#### GIVEN TASK:
How many lines in the items below contain the string "floor"? Case counts. Reply with the number alone.

• • • • • • •

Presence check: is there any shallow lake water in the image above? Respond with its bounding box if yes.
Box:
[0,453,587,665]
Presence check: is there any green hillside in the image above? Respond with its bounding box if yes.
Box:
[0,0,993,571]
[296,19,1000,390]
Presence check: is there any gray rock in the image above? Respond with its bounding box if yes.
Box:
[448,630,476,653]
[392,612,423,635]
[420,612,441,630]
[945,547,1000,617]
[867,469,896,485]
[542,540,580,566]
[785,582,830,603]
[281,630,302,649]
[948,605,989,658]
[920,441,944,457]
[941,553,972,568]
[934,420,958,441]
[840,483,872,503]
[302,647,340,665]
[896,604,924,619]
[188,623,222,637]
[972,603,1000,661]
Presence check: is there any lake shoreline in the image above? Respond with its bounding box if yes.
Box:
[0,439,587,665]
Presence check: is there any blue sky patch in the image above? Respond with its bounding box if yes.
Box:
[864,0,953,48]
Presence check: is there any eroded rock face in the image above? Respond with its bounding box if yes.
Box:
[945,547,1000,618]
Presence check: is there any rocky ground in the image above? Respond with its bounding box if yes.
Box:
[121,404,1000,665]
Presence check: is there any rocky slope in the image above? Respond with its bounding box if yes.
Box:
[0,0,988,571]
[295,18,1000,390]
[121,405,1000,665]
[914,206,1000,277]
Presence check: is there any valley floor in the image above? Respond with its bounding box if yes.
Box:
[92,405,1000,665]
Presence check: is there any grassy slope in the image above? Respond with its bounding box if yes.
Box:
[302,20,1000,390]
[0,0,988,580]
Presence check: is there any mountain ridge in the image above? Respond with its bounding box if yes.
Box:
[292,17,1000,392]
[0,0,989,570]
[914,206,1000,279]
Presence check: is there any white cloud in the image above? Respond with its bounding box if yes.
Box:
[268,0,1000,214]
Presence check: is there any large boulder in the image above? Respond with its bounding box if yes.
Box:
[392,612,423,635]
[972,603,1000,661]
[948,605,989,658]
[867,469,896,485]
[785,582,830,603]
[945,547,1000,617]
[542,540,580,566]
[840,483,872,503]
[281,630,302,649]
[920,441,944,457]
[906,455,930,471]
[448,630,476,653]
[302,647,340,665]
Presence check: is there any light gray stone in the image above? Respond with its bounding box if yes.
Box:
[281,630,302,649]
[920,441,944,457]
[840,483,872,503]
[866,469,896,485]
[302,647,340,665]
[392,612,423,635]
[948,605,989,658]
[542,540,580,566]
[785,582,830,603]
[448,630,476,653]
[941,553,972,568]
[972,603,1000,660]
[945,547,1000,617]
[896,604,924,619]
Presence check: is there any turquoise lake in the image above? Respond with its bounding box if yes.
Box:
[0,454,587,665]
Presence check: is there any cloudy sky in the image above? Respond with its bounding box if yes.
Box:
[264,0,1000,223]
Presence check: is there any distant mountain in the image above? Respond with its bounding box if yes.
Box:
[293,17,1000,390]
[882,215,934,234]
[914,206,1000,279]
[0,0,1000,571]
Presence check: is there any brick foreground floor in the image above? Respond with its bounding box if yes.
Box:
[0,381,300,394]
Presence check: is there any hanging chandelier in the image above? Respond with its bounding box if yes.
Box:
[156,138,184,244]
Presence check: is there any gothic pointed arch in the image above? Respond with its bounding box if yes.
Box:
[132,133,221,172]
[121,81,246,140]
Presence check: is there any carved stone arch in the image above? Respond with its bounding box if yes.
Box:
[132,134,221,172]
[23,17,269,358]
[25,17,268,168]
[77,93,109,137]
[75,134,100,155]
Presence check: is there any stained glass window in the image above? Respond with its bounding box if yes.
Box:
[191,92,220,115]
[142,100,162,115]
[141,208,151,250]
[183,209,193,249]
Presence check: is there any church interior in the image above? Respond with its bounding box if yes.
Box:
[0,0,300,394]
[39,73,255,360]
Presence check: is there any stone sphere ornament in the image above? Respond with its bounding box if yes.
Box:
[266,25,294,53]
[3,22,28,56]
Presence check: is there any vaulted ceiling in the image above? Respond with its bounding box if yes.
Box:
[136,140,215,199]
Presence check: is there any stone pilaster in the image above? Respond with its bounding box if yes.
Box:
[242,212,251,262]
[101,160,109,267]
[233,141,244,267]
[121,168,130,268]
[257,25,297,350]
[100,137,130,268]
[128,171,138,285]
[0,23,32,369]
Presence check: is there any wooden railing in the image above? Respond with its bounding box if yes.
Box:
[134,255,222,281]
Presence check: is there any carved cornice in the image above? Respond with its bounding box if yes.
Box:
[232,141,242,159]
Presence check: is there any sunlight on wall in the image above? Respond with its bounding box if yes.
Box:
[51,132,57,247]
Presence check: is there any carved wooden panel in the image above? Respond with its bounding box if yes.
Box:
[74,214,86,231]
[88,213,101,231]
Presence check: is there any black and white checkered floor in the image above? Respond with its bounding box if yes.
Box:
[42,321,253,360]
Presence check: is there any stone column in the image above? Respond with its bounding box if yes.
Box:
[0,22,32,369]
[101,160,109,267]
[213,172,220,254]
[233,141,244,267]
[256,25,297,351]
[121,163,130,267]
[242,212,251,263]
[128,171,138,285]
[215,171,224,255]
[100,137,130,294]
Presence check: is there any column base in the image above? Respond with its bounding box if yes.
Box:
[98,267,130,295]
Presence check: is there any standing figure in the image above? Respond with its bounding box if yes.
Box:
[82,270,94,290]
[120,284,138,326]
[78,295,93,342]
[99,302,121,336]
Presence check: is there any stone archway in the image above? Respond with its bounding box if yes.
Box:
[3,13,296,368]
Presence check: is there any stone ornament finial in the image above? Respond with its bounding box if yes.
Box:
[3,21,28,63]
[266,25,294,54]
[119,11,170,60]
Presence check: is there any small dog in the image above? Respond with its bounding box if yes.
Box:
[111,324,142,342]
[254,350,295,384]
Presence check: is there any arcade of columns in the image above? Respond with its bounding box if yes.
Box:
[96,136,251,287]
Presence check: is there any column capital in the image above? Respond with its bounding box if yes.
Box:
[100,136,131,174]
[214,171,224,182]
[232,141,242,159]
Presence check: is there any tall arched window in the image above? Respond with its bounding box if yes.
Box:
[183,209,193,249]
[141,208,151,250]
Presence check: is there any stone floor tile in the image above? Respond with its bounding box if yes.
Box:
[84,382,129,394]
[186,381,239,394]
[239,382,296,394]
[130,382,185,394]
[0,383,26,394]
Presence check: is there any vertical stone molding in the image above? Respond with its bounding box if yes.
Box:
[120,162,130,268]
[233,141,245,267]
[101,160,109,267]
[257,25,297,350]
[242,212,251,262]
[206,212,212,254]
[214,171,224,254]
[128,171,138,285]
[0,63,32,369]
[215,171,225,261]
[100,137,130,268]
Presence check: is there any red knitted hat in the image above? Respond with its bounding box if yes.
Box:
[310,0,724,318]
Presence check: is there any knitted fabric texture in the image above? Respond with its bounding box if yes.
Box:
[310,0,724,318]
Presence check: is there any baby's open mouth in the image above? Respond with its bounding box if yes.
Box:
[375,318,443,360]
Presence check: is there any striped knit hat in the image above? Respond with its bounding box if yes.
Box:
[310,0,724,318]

• • • • • • •

#### SOLUTION TO THE EXERCISE:
4